**ABOUT THIS EXERCISE**
Exactly the lines from the one holding "Q: Point out every instance of the support" to the end of the listing, both ends included, make up the expected answer.

>>>>>

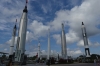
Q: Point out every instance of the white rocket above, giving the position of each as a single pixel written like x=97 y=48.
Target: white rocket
x=13 y=40
x=87 y=52
x=20 y=48
x=39 y=50
x=63 y=43
x=48 y=56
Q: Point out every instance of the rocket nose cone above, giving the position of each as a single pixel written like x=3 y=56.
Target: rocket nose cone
x=15 y=27
x=82 y=23
x=25 y=9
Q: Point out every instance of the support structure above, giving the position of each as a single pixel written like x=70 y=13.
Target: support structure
x=20 y=47
x=87 y=52
x=63 y=43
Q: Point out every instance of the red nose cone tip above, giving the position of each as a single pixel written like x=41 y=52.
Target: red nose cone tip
x=82 y=23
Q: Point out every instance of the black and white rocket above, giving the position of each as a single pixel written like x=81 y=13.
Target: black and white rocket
x=39 y=50
x=20 y=48
x=87 y=52
x=13 y=40
x=48 y=55
x=63 y=43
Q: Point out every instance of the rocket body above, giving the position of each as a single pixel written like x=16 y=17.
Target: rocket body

<<<<<

**ANSWER BELOW**
Q: Point out every instance of the support structure above, giving the position of each as a single pixel written like x=70 y=13.
Target: support structure
x=20 y=47
x=87 y=52
x=63 y=43
Q: Point out every instance of the red nose cone tip above, giving the position of each as a single pixel written like x=41 y=52.
Target: red nose cone tip
x=82 y=23
Q: Point out every instance of the black and white rocket above, giving the position of each as a single pixel written like x=81 y=13.
Target: black and white rocket
x=39 y=50
x=20 y=48
x=87 y=52
x=13 y=40
x=48 y=55
x=63 y=43
Q: Point out every instance of the rocket body above, giving the position of each as a single pixel written like x=16 y=17.
Target: rocket body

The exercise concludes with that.